§ Collection entries:

Segment Open

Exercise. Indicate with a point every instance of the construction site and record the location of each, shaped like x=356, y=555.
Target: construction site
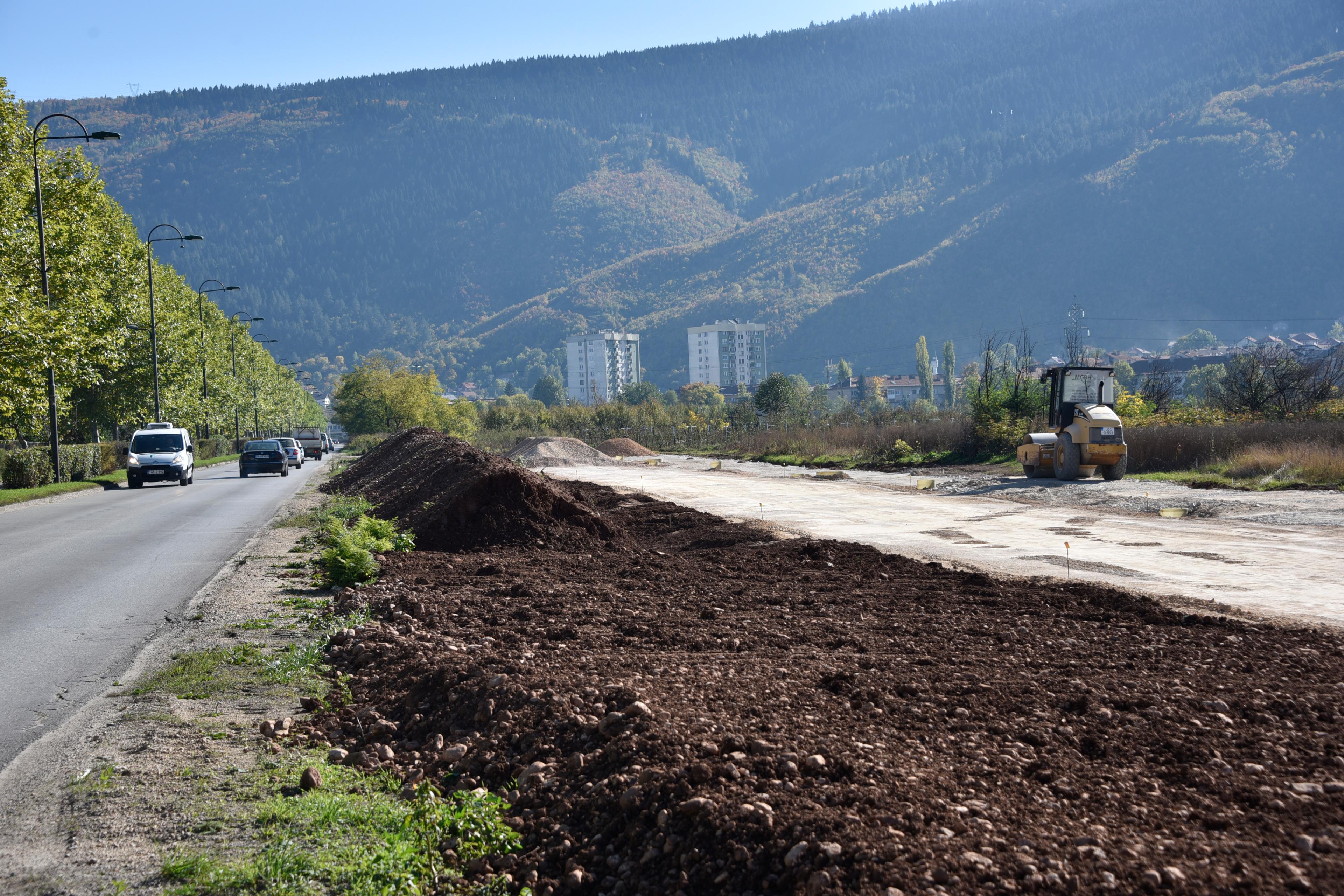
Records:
x=691, y=676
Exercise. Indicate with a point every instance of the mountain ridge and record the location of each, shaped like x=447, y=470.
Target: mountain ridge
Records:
x=413, y=211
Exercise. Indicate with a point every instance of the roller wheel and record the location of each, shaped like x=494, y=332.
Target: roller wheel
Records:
x=1068, y=458
x=1117, y=469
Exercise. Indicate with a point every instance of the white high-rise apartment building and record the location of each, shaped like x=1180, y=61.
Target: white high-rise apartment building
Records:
x=726, y=354
x=600, y=365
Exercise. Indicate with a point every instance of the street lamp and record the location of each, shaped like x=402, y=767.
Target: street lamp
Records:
x=150, y=265
x=233, y=355
x=42, y=252
x=201, y=307
x=256, y=407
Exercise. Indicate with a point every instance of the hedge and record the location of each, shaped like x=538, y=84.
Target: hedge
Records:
x=214, y=447
x=31, y=468
x=27, y=469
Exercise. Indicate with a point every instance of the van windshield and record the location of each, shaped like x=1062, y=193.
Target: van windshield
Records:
x=150, y=444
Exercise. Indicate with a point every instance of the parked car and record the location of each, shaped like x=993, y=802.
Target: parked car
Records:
x=262, y=456
x=160, y=453
x=294, y=452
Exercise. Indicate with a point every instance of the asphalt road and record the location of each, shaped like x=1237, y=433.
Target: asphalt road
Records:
x=85, y=581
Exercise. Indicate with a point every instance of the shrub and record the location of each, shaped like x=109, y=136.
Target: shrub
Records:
x=27, y=469
x=346, y=564
x=379, y=532
x=80, y=463
x=213, y=447
x=111, y=456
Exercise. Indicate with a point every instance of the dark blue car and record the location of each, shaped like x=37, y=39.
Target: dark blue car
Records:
x=262, y=456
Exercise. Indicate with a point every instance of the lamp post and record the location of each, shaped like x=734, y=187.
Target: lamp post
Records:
x=42, y=252
x=256, y=406
x=201, y=307
x=150, y=265
x=233, y=355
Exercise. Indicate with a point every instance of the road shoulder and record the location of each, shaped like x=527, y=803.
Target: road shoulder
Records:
x=93, y=806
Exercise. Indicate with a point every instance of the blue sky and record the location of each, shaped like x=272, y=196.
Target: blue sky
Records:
x=97, y=49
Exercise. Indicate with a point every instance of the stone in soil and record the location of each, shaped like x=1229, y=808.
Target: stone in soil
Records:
x=704, y=708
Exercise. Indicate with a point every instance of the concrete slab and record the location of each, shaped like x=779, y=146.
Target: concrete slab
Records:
x=1115, y=537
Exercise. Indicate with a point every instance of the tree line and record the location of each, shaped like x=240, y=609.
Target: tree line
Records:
x=96, y=335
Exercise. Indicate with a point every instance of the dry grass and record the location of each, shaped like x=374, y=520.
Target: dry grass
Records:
x=861, y=441
x=1167, y=449
x=1310, y=463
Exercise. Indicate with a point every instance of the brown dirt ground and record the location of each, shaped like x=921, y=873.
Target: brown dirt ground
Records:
x=709, y=710
x=624, y=448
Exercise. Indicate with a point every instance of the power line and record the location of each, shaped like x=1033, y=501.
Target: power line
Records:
x=1213, y=320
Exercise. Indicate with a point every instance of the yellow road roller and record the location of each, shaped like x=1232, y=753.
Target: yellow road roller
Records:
x=1085, y=432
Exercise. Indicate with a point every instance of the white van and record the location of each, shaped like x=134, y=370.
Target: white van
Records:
x=160, y=453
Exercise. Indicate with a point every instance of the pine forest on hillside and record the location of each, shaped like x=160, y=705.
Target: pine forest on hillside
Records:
x=948, y=170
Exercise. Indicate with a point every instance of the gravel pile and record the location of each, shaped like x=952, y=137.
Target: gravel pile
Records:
x=456, y=498
x=713, y=711
x=549, y=450
x=624, y=448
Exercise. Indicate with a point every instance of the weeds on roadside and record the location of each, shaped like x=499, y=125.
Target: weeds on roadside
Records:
x=350, y=556
x=353, y=836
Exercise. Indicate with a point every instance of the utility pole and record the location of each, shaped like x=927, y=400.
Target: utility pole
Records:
x=42, y=261
x=1074, y=335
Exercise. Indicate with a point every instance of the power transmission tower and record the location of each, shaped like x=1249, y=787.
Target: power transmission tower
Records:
x=1074, y=335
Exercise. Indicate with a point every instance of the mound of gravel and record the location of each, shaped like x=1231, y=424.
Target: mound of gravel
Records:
x=624, y=448
x=718, y=713
x=550, y=450
x=457, y=498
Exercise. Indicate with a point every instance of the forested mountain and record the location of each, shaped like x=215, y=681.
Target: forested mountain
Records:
x=945, y=168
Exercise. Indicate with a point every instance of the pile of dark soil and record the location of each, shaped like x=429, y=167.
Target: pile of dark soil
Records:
x=720, y=713
x=624, y=448
x=457, y=498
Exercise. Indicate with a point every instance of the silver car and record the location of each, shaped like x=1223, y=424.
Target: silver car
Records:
x=294, y=452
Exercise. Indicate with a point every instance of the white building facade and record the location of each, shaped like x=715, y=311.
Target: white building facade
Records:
x=726, y=354
x=600, y=365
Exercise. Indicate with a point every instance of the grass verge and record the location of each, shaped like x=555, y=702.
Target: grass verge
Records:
x=354, y=835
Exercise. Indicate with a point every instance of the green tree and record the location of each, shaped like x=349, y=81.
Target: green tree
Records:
x=378, y=398
x=94, y=332
x=1126, y=375
x=701, y=394
x=1203, y=382
x=779, y=394
x=949, y=373
x=1195, y=339
x=925, y=369
x=640, y=393
x=549, y=390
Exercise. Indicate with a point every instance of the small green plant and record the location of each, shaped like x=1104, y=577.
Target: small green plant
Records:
x=347, y=565
x=354, y=836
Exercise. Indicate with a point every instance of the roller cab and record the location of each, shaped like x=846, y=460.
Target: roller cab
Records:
x=1085, y=433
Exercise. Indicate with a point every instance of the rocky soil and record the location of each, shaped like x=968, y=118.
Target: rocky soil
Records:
x=675, y=703
x=624, y=448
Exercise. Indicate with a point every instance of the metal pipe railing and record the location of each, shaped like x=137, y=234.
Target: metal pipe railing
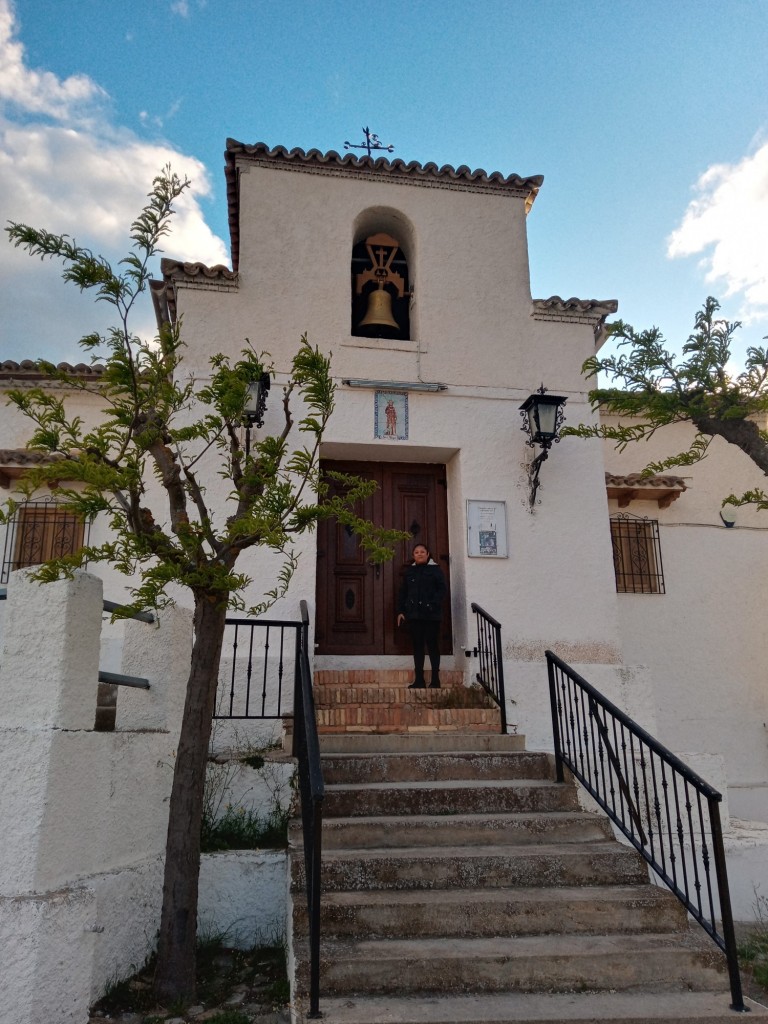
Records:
x=668, y=812
x=489, y=652
x=311, y=790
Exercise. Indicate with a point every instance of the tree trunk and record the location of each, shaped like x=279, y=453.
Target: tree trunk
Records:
x=174, y=976
x=743, y=433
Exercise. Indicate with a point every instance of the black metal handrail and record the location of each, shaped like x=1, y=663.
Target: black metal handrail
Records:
x=657, y=802
x=311, y=791
x=488, y=650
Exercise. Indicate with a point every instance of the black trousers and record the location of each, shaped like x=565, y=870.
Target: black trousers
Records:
x=425, y=633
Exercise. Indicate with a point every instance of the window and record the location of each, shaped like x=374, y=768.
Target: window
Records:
x=380, y=289
x=637, y=555
x=40, y=530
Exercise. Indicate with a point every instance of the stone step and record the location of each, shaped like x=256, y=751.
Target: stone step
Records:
x=520, y=964
x=384, y=677
x=406, y=716
x=477, y=912
x=453, y=797
x=461, y=829
x=539, y=1008
x=493, y=867
x=419, y=742
x=339, y=768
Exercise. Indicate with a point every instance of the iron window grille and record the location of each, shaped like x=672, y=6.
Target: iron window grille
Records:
x=38, y=531
x=637, y=555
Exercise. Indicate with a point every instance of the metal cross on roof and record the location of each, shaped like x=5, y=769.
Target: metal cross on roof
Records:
x=372, y=142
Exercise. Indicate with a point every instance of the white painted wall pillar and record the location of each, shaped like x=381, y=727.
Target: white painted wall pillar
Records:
x=162, y=653
x=48, y=680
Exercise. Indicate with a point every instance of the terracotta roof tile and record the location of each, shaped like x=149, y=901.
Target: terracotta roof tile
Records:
x=663, y=488
x=30, y=370
x=26, y=457
x=638, y=480
x=395, y=171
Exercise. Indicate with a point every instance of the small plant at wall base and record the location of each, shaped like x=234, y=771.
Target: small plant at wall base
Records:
x=654, y=389
x=157, y=423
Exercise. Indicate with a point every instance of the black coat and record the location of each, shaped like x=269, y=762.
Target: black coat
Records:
x=422, y=592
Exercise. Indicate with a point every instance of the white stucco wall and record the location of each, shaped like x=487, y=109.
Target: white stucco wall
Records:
x=701, y=645
x=83, y=814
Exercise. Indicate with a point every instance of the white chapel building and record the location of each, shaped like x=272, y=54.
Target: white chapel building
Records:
x=416, y=279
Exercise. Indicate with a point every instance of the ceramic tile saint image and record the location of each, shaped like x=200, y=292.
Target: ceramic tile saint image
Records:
x=390, y=416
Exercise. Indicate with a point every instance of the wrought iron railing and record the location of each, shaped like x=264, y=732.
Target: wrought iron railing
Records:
x=259, y=658
x=311, y=791
x=488, y=651
x=664, y=808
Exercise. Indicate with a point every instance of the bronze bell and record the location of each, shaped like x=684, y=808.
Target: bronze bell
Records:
x=379, y=310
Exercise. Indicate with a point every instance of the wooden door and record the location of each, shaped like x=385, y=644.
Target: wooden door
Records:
x=356, y=601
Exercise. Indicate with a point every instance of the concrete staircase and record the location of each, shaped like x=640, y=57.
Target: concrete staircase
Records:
x=462, y=884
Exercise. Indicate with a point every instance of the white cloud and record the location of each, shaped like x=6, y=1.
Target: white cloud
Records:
x=727, y=223
x=67, y=167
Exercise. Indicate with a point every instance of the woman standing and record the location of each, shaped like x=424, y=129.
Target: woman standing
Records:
x=420, y=604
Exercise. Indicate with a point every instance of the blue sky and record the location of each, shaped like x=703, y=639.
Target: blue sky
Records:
x=648, y=120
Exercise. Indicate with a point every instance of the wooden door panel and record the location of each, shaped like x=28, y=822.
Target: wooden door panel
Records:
x=357, y=602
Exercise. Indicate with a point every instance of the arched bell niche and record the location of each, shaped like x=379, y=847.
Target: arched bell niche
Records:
x=381, y=276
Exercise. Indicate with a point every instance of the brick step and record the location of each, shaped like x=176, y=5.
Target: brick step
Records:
x=477, y=912
x=454, y=797
x=420, y=742
x=557, y=864
x=407, y=716
x=539, y=1008
x=384, y=696
x=525, y=964
x=339, y=768
x=383, y=677
x=460, y=829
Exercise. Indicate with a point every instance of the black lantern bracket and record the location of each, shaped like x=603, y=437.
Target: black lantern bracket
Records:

Segment Closed

§ Prompt: Read through the entries above, and wherever a line holds the string "post", copy it.

§ Finished task:
Exercise. Indicate with a point every instance of the lamp post and record the location of each, shaped like x=734, y=187.
Target: lamp post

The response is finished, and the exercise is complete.